Because producing is more creative, and a tiny bit less
hard-wired technical in many areas than engineering. I
just don’t enjoy crawling on the floor with mics
as much as I do working at the board, bottom line, but
I do it all the time on my own stuff, so I guess I should
shut up about it, huh?
LP:
What was your first multi-tracking experience as an engineer?
DE:
Probably the most hands-on was with a Tascam cassette
four track recorder that my best friend Kristen bought
for me. It was back in 1992, ‘93, somewhere in there.
I did produce on my album when I was signed to Whatever
Wreckards in 1991, and we recorded on these fat-sounding
analog Tascam half inch cake tapes, but I didn’t
engineer that album.
LP:
Did you produce any commercially-sold records on that
Tascam four track, or was it just for fun?
DE:
No, we sold product we recorded on the Tascam. I did a
bunch of stuff with that studio, we [Pope Jane] all did.
That was around 1994, 1995, right in there. By then, I’d
learned a lot about working around analog hiss, something
that many so-called producers these days have no idea
how to deal with. I did a country album with Wayne Lembcke
and that material went out to Chris Ledoux, Reba McEntire,
and Alan Jackson. We also recorded our first Pope Jane
album using that four track, going through a sixteen track
rack-mount Alesis board, EQing the heck out of it, and
mixing the drums, bass, and rhythm guitar live onto two
of the four tracks. Then we’d lay down vocals on
the two open tracks, and add any lead guitar lines punched
in on one of the two open tracks, between vocals. I mean,
it was some serious tricked out engineering, and there
was absolutely no room for error. It was stressful, but
it forced you to be perfect on the outset, which again
is something that’s lost in our digital era with
unlimited punch-ins and editing abilities.
LP:
You mentioned “so-called producers”. What
do you mean by that?
DE:
Well, this is kind of a loaded and involved question,
because I don’t ever want to discourage people from
doing their own stuff and recording their own projects
at all. I’m not talking about hard working musicians
just getting their tunes out there in their home studios,
because I think that everybody should do that. It’s
just that the producer title is really trendy to throw
around, and people drop it thinking it means that they’re
in charge, or whatever. This is probably going to be a
not-so-popular comment, but I’ve found that a lot
of times the term ‘producer’ is tossed around
by a lot of people who really haven’t worked in
a full producer’s capacity, who perhaps wouldn’t
know how to produce an album if instead of tweaking pre-made
loop-based software programs in the home studio, they
were placed in a control room with live musicians and
five engineers waiting for instructions. I mean, with
the ease of digital recording, and the ease of pre-produced
loops that can be dropped into recordings, people buy
an ACID Loops program and consider dragging and dropping
loops to be “producing”, when in fact, it’s
arranging, and that’s something completely different.
——
Written request a: In the records, take the part that opens with the line containing "floodlight pole, one per instance" and runs through the end of the records, and lay it out as a JSON list of strings with one string per line, leaving out any blank lines.
The records that follow are unrelated to the interview text above.

Material for this exercise:
——
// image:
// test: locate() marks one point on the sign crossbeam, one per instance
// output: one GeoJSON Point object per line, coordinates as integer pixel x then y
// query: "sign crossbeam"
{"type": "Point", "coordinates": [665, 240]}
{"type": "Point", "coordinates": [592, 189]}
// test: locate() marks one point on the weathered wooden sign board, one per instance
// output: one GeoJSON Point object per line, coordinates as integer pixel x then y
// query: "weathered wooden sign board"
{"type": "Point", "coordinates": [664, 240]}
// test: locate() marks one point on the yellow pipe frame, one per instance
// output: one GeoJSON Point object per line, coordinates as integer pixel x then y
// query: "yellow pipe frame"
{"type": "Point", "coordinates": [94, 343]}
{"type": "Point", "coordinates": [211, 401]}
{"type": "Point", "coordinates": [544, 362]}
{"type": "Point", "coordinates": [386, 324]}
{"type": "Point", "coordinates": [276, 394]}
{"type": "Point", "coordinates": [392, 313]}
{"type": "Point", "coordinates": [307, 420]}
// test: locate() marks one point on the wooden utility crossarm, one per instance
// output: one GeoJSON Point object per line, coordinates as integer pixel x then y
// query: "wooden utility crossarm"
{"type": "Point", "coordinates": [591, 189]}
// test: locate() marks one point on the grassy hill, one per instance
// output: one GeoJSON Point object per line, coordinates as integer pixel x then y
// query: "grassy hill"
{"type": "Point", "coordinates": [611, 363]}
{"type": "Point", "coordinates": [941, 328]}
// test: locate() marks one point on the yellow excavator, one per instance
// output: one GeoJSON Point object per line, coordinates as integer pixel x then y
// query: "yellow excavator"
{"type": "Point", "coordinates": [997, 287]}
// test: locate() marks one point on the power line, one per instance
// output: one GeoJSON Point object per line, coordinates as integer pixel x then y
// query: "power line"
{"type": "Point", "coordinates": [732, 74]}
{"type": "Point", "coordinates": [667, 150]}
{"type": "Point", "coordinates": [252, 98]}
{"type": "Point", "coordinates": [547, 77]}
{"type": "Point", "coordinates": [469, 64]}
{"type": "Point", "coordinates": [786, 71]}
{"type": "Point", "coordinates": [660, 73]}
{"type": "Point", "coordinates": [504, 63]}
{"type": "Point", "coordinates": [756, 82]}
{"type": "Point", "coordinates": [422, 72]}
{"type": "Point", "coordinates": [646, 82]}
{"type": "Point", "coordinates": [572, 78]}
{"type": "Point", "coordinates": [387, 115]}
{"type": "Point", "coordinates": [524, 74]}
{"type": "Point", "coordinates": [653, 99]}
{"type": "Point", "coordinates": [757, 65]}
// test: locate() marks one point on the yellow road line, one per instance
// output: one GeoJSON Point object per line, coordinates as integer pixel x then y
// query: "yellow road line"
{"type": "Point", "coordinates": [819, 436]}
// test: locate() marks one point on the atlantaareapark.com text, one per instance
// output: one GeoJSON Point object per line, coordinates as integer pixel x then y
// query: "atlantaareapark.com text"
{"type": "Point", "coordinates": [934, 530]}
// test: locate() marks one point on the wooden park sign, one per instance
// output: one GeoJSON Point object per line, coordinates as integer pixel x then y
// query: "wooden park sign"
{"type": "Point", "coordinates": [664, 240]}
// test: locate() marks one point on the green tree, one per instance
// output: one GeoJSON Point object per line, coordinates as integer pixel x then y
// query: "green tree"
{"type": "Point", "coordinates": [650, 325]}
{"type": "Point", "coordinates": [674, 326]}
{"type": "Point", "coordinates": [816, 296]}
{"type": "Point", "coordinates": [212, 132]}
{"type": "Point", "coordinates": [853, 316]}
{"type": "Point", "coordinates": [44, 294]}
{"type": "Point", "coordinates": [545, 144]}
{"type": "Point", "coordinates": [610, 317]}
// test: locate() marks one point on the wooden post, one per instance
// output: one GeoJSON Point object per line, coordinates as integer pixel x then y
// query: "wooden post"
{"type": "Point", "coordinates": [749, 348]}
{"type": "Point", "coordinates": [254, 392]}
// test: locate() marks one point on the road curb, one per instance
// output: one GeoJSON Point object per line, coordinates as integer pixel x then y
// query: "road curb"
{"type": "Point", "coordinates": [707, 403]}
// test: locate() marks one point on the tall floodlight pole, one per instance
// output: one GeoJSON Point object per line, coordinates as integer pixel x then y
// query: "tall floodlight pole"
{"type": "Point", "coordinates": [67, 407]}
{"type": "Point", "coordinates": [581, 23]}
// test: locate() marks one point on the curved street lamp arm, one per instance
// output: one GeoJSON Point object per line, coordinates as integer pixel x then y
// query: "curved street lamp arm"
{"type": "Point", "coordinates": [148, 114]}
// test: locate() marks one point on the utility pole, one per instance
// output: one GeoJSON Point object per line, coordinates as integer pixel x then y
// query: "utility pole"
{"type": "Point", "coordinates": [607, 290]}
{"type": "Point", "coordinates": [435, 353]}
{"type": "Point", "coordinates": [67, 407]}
——
Written request b: In the interview on music production, who bought the Tascam cassette four track recorder?

Written solution a:
[
  "// test: locate() marks one point on the tall floodlight pole, one per instance",
  "// output: one GeoJSON Point object per line, coordinates as integer pixel x then y",
  "// query: \"tall floodlight pole\"",
  "{\"type\": \"Point\", \"coordinates\": [67, 407]}",
  "{\"type\": \"Point\", \"coordinates\": [581, 23]}",
  "// test: locate() marks one point on the curved street lamp arm, one per instance",
  "// output: one GeoJSON Point object per line, coordinates as integer pixel x then y",
  "// query: \"curved street lamp arm\"",
  "{\"type\": \"Point\", \"coordinates\": [148, 114]}",
  "// test: locate() marks one point on the utility pole, one per instance",
  "// output: one GeoJSON Point object per line, coordinates as integer pixel x then y",
  "// query: \"utility pole\"",
  "{\"type\": \"Point\", \"coordinates\": [607, 290]}",
  "{\"type\": \"Point\", \"coordinates\": [435, 353]}",
  "{\"type\": \"Point\", \"coordinates\": [67, 407]}"
]

Written solution b: The interviewee's best friend, Kristen.